Problem description –
The entries below need to be written out exactly, with no pictures included.

Information given –
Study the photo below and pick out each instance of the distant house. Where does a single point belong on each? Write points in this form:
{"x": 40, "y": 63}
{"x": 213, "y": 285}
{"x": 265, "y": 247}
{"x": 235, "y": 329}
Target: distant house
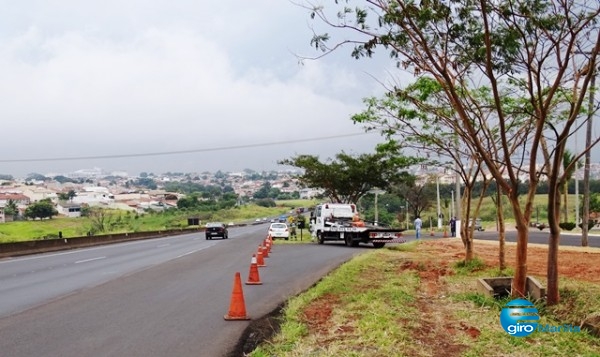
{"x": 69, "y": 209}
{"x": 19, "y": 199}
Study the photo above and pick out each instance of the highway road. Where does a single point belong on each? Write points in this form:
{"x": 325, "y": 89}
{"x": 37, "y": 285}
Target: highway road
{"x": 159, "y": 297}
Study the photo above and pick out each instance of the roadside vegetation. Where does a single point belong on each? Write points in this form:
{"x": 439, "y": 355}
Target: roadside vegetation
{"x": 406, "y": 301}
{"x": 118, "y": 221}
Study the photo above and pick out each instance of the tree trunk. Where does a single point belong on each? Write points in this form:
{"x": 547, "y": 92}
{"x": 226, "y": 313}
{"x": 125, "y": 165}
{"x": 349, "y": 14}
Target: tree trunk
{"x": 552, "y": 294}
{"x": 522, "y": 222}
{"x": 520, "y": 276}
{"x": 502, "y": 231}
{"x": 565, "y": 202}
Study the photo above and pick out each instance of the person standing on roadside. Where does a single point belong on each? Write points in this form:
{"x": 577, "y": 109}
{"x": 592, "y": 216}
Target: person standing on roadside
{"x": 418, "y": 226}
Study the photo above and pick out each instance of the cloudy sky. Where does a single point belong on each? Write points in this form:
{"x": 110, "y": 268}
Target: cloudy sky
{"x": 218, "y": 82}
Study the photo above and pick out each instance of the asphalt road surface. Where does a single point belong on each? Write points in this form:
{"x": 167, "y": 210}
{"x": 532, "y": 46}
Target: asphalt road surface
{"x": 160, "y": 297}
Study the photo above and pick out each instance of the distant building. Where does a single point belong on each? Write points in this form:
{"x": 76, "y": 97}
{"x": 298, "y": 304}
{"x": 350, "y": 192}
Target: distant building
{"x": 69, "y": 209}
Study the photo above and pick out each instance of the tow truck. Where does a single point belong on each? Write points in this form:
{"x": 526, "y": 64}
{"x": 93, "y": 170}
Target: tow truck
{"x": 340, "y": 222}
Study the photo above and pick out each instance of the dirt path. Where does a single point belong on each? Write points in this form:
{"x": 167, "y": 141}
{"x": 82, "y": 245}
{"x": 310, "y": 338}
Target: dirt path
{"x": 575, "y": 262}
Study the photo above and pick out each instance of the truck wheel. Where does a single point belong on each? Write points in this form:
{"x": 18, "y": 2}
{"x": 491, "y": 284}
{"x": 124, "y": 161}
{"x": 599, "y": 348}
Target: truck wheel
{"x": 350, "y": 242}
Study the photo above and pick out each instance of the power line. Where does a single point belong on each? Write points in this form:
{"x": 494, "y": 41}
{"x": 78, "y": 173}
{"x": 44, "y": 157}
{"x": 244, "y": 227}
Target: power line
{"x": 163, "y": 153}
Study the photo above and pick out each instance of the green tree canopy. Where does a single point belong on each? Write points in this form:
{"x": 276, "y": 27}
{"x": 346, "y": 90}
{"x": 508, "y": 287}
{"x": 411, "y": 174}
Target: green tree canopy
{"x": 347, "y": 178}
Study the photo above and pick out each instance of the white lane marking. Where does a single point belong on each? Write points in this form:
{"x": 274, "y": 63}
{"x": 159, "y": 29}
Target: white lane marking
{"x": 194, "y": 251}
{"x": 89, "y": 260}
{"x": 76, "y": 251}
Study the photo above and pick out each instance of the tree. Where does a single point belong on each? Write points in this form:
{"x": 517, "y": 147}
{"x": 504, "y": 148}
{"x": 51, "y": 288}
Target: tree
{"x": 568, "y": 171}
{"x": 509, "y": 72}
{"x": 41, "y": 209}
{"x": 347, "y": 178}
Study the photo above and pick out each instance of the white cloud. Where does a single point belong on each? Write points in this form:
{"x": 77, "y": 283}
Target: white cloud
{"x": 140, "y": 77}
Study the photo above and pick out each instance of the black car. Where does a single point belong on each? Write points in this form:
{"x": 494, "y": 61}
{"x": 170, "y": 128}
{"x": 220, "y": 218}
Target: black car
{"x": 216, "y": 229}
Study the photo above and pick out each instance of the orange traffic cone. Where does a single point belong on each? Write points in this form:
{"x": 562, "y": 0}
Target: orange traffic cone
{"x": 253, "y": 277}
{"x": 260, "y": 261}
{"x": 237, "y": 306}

Written reply –
Study the photo below and pick out each instance of the distant house. Where does a single point belong on each? Write points in this form:
{"x": 40, "y": 63}
{"x": 213, "y": 285}
{"x": 265, "y": 247}
{"x": 235, "y": 329}
Target: distant house
{"x": 69, "y": 209}
{"x": 19, "y": 199}
Study the photo above and pick out each instance of the highway road. Where does a single point belong on each? Write points in this form:
{"x": 325, "y": 89}
{"x": 37, "y": 285}
Target: highway road
{"x": 159, "y": 297}
Study the photo above and pick out each instance of the roadside vegetation. Where does a single point belong on each? Write points in this form:
{"x": 439, "y": 355}
Target: roadside vegetation
{"x": 406, "y": 301}
{"x": 118, "y": 221}
Study the photo above and pick out each instance of the tree trunk. Where does a single point belong on each? Write points in this form:
{"x": 547, "y": 92}
{"x": 226, "y": 313}
{"x": 125, "y": 165}
{"x": 349, "y": 14}
Target: tree trunk
{"x": 552, "y": 294}
{"x": 522, "y": 222}
{"x": 520, "y": 276}
{"x": 502, "y": 231}
{"x": 565, "y": 202}
Study the photo above and pick out each instance of the person standing on roadside. Where does a single point belong on each? Write points in this form:
{"x": 577, "y": 109}
{"x": 592, "y": 216}
Target: person standing on roadside
{"x": 418, "y": 226}
Study the photo above and pick out each instance of the cloudy sky. Where does a single point belong on each? Write points in this form:
{"x": 110, "y": 268}
Target: cloudy sky
{"x": 218, "y": 82}
Study the photo above and pick out each instance of the asphalt road surface. Where does a single point belong on each? Write points in this form:
{"x": 167, "y": 210}
{"x": 532, "y": 46}
Target: asphalt road surface
{"x": 160, "y": 297}
Study the photo above and pick out each instance of the distant building. Where does a single point belong on each? Write points in this form:
{"x": 76, "y": 97}
{"x": 298, "y": 304}
{"x": 350, "y": 192}
Target: distant building
{"x": 69, "y": 209}
Study the photo above and pick out each instance of the tow truck. Where does a single point belong on each? Write points in this form:
{"x": 526, "y": 64}
{"x": 93, "y": 170}
Target: tow truck
{"x": 340, "y": 222}
Study the photo above and pick out each instance of the dirt path. Where does a single point belong on each? Write points in this form:
{"x": 167, "y": 141}
{"x": 82, "y": 245}
{"x": 310, "y": 338}
Target: dirt path
{"x": 575, "y": 262}
Study the photo above and pick out each instance of the truck wheel. Where does a single point belong on each? Write points in this form:
{"x": 18, "y": 2}
{"x": 491, "y": 284}
{"x": 124, "y": 161}
{"x": 599, "y": 348}
Target: truck wheel
{"x": 350, "y": 242}
Study the photo above and pick out each instance of the power line. Where does a single point belong on each? Write points in this form:
{"x": 494, "y": 41}
{"x": 78, "y": 173}
{"x": 44, "y": 157}
{"x": 244, "y": 227}
Target: power line
{"x": 163, "y": 153}
Study the photo above and pick out each instance of the green tree canopy. Where does a single point belong on each? Write points in this form:
{"x": 276, "y": 27}
{"x": 346, "y": 90}
{"x": 508, "y": 287}
{"x": 411, "y": 174}
Target: green tree canopy
{"x": 347, "y": 178}
Study the photo above and pick out each instance of the white lane marking. Where does a single point belong on each? Write points in this form:
{"x": 274, "y": 63}
{"x": 159, "y": 29}
Target: white lane marking
{"x": 194, "y": 251}
{"x": 89, "y": 260}
{"x": 76, "y": 251}
Study the photo above and pick out each instance of the tree. Where does a single point belong on each? Write points in this form:
{"x": 517, "y": 147}
{"x": 504, "y": 148}
{"x": 51, "y": 288}
Target: tree
{"x": 568, "y": 171}
{"x": 509, "y": 72}
{"x": 41, "y": 209}
{"x": 347, "y": 178}
Study the photo above and pick out each instance of the white cloud. Where does a single point belong on each? Write points in this form:
{"x": 77, "y": 283}
Target: white cloud
{"x": 140, "y": 77}
Study the photo above and pick out each instance of the black car. Where does a single point belong on each? Write points in this form:
{"x": 494, "y": 61}
{"x": 170, "y": 128}
{"x": 220, "y": 218}
Target: black car
{"x": 216, "y": 229}
Study the photo above and pick out each instance of the orange traffic cone. Where does a single point belong on each? Write points in this form:
{"x": 562, "y": 0}
Target: orange traffic cone
{"x": 253, "y": 277}
{"x": 260, "y": 261}
{"x": 237, "y": 306}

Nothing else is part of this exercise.